[start GIVEN ENTRIES]

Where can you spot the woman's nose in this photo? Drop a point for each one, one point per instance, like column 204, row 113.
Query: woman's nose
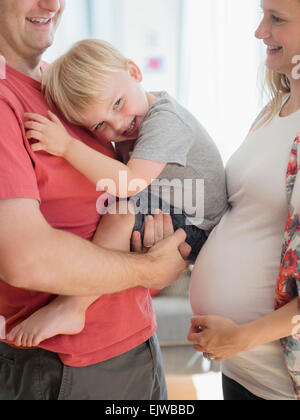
column 263, row 31
column 117, row 125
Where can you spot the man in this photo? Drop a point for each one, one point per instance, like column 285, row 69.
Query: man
column 47, row 219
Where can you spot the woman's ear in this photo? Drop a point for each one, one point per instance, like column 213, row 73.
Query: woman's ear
column 134, row 71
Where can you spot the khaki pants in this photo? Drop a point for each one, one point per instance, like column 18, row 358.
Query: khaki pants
column 40, row 375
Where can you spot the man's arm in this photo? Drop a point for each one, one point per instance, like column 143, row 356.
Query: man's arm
column 34, row 256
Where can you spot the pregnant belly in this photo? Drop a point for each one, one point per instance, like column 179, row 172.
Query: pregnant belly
column 235, row 276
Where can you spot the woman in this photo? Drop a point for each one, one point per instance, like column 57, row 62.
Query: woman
column 235, row 275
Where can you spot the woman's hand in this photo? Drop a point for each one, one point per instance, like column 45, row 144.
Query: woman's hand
column 51, row 134
column 217, row 337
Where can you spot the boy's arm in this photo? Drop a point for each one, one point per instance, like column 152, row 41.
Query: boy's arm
column 108, row 174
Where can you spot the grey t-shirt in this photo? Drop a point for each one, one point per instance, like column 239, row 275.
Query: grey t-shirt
column 194, row 179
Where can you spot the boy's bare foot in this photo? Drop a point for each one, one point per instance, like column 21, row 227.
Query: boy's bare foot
column 59, row 317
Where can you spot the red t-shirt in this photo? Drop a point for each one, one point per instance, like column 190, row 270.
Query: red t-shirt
column 115, row 323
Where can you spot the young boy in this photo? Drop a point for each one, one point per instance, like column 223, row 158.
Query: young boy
column 95, row 86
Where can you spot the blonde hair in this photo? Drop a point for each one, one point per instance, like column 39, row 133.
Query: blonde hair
column 74, row 80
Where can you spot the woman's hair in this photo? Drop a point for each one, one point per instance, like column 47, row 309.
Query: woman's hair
column 276, row 85
column 74, row 81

[end GIVEN ENTRIES]

PROBLEM DESCRIPTION: Arrange the text from its first line through the line containing "column 117, row 125", inclusive, as a JSON list of strings with one string per line. Omit any blank lines, and leave the pictures out of the answer.

TASK ANSWER:
[
  "Where can you spot the woman's nose in this photo? Drop a point for each one, one point per instance, like column 204, row 113.",
  "Query: woman's nose",
  "column 263, row 31",
  "column 117, row 125"
]